──────── Recorded data ────────

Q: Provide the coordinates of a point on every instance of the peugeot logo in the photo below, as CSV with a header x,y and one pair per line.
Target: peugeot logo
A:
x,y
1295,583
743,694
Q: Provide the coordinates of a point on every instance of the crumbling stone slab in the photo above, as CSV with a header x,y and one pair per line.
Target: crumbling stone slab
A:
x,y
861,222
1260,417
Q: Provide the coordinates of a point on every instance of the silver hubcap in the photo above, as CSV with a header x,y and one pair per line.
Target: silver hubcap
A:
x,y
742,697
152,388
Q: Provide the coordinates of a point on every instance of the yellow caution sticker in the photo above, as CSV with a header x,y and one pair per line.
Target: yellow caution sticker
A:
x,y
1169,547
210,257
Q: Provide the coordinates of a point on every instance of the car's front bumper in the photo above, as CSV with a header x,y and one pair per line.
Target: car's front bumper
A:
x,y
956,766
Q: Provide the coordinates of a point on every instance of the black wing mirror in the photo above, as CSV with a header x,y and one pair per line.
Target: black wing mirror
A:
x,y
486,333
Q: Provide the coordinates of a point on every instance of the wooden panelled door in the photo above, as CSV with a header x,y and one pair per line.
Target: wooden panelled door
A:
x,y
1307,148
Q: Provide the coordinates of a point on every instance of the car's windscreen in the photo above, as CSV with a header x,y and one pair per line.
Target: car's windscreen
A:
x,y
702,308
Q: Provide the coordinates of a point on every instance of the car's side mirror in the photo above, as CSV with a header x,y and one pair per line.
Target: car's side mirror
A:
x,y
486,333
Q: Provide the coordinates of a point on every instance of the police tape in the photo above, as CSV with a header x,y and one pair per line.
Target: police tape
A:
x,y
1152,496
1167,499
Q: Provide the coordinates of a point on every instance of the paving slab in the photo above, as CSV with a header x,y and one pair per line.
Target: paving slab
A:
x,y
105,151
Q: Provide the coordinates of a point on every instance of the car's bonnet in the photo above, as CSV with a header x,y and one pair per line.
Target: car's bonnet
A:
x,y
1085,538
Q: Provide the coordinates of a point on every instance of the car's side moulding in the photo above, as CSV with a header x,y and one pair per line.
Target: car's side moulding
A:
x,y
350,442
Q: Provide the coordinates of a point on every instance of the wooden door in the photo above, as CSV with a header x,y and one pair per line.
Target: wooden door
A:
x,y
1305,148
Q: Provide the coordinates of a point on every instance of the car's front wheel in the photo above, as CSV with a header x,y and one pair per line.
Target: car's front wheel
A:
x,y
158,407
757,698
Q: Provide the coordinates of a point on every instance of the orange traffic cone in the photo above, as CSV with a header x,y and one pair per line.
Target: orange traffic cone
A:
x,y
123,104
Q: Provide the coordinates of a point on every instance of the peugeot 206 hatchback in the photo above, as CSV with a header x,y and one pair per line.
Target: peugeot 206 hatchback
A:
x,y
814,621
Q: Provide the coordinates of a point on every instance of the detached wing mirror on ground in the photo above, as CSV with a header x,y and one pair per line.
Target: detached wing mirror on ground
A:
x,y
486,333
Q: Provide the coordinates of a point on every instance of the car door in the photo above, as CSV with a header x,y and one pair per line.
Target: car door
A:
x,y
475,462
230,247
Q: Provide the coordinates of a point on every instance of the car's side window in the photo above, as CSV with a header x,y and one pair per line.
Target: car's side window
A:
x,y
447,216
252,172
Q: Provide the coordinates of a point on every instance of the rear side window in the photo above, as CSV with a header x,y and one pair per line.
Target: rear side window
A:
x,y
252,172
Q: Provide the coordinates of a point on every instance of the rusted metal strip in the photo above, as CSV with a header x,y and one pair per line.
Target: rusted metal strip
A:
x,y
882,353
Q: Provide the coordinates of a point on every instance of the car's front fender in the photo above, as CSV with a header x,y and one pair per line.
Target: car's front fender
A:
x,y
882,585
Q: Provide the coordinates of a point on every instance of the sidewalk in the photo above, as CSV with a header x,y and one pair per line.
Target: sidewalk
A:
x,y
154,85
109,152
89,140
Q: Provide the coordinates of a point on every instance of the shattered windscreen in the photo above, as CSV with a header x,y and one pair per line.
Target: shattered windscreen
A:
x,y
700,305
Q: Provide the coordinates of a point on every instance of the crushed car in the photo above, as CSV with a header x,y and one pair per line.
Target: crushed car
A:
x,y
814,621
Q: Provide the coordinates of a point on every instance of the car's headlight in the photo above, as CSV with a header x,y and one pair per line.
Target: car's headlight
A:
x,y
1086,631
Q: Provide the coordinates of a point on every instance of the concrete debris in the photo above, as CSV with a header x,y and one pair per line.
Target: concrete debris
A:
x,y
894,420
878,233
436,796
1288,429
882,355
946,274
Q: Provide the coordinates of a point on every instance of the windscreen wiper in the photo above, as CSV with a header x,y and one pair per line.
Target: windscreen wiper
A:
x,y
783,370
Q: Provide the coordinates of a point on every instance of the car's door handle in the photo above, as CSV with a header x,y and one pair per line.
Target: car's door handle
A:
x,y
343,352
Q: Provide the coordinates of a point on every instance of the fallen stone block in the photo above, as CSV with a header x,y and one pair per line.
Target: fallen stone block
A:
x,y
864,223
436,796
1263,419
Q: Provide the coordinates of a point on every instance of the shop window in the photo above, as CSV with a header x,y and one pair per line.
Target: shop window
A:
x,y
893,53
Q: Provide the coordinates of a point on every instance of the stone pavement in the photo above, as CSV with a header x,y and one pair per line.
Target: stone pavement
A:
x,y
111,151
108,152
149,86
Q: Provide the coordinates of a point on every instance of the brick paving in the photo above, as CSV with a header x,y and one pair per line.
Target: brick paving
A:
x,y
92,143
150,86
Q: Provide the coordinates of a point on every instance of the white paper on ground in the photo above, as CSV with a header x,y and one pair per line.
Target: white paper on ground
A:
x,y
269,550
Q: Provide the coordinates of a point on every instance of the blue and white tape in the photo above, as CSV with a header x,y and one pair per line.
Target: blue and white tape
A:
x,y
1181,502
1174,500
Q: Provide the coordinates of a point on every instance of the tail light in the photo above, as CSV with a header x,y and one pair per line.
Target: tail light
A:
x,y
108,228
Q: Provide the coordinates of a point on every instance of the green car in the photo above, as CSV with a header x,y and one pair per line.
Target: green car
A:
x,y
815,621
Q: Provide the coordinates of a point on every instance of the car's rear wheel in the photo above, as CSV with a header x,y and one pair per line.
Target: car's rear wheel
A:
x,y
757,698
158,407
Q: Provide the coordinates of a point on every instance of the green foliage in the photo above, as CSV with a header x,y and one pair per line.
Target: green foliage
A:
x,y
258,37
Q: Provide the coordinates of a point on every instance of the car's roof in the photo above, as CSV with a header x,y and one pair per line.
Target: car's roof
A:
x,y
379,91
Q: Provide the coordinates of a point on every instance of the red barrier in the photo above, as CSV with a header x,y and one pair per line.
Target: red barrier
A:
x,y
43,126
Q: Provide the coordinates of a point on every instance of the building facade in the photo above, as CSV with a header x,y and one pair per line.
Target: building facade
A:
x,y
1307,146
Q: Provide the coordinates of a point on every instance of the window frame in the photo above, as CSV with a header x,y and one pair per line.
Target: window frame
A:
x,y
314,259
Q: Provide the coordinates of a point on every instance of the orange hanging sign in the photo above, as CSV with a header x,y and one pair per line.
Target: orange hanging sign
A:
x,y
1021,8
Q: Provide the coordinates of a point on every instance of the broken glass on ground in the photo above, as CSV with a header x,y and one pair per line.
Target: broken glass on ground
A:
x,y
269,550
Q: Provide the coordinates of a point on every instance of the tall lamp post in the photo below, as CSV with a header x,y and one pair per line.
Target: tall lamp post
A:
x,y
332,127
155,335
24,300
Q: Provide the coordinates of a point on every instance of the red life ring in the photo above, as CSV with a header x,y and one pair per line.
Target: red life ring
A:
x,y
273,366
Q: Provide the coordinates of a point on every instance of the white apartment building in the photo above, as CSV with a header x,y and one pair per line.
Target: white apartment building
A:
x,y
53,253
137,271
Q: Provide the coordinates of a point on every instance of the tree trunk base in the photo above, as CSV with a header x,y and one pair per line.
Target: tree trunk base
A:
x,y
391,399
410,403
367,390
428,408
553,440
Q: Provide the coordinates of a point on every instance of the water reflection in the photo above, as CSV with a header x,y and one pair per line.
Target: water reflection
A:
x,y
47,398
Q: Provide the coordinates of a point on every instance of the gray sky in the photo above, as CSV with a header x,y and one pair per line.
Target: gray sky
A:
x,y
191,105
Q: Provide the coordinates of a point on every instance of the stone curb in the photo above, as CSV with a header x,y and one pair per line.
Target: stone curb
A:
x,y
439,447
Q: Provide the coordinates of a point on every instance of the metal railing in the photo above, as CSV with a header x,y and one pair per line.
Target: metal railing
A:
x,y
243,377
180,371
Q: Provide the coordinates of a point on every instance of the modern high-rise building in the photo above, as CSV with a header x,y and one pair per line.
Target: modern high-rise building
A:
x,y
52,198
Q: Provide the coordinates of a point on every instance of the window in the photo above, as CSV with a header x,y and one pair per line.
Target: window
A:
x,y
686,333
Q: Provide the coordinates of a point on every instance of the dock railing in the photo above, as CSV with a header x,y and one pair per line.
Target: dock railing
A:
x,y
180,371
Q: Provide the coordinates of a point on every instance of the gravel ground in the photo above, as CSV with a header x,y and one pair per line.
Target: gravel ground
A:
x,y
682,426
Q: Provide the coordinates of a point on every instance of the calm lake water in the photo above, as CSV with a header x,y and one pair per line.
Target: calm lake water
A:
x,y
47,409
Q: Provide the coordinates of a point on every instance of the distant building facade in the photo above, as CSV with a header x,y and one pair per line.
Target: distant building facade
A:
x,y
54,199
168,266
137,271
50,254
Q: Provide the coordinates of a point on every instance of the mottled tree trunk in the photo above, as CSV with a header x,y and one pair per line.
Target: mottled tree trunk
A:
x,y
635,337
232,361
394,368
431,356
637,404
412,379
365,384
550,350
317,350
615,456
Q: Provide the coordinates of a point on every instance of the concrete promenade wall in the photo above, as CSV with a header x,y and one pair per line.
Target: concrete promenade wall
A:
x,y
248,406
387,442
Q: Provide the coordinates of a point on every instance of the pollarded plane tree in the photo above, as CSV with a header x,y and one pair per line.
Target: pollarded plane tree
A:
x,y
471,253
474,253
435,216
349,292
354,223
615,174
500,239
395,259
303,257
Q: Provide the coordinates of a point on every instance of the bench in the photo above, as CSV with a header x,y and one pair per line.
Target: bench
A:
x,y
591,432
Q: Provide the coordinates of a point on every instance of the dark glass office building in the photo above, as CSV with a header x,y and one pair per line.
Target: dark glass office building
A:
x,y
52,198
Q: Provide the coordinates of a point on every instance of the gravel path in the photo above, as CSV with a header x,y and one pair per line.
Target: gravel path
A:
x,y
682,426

────────

Copy exactly the lines above, from the one containing "the concrete promenade" through the very last line.

Q: Provide the coordinates of a point on every instance of the concrete promenade wall in the photo above, as CSV with a header x,y and one pair per line.
Target: concrete promenade wall
A:
x,y
248,406
387,442
Q: Provide the coordinates of a point on every instance of the pollarded plane tree in the photo above, as CSV with a header x,y and one pair per line.
Target: pollarded plane tree
A:
x,y
471,253
474,253
435,216
349,292
354,223
615,174
500,239
395,259
303,257
Q: Provide the coordinates of a point on every instance of the bench in the photo above, as CSV with a header x,y and one pair per line.
Target: bench
A:
x,y
591,432
Q: Provide the coordinates of a point on every instance of the dark glass office building in the photo above, as CSV with a header x,y and one pair per line.
Target: dark glass office building
A:
x,y
52,198
Q: Provide the coordinates of a point on every instance of the gravel path in the photo above, as CSV with a header x,y and one pair per line.
Target: gravel path
A:
x,y
682,426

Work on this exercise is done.